(Pointing and labeling items)

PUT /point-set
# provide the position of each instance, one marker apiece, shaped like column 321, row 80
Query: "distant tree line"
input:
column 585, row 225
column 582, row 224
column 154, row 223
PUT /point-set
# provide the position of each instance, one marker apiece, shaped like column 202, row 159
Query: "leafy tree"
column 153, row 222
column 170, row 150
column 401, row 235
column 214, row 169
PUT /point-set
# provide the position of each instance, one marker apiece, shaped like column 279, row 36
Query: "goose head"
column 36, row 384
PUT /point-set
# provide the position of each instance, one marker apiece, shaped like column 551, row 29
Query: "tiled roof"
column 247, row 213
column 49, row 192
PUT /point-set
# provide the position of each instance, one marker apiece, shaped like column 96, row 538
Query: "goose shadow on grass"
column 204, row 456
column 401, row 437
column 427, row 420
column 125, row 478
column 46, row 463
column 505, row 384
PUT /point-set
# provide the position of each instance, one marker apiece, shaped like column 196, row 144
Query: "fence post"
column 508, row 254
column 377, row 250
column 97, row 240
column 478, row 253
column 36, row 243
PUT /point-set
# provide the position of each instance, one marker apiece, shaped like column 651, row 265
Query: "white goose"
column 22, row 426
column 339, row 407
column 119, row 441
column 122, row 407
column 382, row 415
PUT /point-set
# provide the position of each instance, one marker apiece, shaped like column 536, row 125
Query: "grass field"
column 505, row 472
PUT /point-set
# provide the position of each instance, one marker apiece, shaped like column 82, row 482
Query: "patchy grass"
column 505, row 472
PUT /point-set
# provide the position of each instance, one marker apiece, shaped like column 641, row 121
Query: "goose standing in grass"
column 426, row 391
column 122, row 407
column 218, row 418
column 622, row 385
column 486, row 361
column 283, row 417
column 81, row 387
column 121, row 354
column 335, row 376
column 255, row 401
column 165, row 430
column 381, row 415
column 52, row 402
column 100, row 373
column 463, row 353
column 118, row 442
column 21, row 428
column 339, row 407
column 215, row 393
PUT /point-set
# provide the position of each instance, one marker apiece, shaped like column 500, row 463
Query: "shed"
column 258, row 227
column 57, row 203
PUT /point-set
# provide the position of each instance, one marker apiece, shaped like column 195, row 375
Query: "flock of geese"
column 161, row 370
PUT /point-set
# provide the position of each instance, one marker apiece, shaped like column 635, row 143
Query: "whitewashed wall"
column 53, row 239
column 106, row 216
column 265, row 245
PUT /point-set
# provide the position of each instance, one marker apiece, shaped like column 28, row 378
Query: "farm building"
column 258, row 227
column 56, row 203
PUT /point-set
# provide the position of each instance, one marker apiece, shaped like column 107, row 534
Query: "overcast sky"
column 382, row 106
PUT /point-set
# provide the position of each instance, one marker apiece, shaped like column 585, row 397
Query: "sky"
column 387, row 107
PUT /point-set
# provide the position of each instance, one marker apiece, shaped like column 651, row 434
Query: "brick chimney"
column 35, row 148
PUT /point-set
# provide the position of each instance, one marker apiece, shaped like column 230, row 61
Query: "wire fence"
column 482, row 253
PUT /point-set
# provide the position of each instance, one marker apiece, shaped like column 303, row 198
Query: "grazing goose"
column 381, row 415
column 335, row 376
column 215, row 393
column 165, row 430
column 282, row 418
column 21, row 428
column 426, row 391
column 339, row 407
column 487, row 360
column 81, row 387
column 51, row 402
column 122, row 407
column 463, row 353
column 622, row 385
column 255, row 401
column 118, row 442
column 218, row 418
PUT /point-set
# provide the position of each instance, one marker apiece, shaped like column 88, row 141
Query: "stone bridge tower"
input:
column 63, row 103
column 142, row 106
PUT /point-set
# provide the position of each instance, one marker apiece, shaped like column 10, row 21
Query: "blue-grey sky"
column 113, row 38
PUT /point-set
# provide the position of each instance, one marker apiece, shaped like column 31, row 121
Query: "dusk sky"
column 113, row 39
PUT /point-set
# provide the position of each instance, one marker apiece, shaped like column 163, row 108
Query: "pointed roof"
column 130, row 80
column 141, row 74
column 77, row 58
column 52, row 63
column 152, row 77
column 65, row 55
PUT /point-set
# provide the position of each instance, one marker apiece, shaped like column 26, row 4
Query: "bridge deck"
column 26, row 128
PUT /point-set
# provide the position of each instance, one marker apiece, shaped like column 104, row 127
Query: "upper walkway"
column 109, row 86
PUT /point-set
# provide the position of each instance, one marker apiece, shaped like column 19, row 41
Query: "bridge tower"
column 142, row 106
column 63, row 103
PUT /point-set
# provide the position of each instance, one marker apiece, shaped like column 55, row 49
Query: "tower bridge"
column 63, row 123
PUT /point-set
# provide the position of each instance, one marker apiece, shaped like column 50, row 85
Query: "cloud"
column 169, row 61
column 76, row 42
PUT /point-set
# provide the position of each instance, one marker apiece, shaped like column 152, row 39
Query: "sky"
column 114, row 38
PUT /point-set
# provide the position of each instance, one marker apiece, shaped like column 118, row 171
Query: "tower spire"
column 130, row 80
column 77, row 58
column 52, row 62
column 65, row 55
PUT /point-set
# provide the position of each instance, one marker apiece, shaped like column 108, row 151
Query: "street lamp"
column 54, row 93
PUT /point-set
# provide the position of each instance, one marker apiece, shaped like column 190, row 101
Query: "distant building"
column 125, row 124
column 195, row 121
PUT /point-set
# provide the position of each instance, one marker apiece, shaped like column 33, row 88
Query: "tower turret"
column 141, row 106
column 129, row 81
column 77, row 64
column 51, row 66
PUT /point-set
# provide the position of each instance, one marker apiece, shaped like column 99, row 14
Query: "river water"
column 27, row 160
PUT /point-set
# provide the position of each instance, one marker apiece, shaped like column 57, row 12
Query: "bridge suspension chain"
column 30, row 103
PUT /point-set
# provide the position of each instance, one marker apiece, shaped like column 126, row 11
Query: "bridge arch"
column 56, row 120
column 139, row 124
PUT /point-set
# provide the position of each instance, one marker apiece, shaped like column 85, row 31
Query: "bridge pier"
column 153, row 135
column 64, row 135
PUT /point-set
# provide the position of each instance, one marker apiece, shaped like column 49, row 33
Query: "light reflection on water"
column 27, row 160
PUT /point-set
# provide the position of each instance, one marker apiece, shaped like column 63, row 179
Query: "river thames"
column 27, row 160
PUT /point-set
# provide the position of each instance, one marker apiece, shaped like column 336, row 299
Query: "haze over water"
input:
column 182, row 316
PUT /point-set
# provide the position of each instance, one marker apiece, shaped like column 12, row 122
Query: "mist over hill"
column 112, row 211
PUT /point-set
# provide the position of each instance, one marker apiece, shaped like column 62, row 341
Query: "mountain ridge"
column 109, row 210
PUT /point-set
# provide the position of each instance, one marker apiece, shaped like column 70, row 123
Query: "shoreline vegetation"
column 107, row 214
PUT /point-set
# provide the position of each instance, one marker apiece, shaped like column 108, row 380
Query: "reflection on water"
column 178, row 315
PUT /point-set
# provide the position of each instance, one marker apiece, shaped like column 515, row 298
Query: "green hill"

(PROBLEM REQUIREMENTS): Return the lines of the items verbatim, from the very first line through the line that contains "column 505, row 384", including both.

(OUTPUT BELOW):
PUT /point-set
# provide the position of each instance, one marker apiece, shaped like column 321, row 80
Query: "distant tree line"
input:
column 585, row 225
column 582, row 224
column 154, row 223
PUT /point-set
# provide the position of each instance, one marker apiece, shaped like column 202, row 159
Query: "leafy tree"
column 153, row 222
column 170, row 150
column 401, row 235
column 214, row 169
PUT /point-set
# provide the position of each instance, one marker apiece, shaped like column 279, row 36
Query: "goose head"
column 36, row 384
PUT /point-set
# provide the position of each instance, one marker apiece, shaped like column 551, row 29
Query: "tiled roof"
column 247, row 213
column 49, row 192
PUT /point-set
# provide the position of each instance, one marker apiece, shaped like column 96, row 538
Query: "goose shadow on grass"
column 204, row 456
column 401, row 437
column 427, row 420
column 125, row 478
column 46, row 463
column 505, row 384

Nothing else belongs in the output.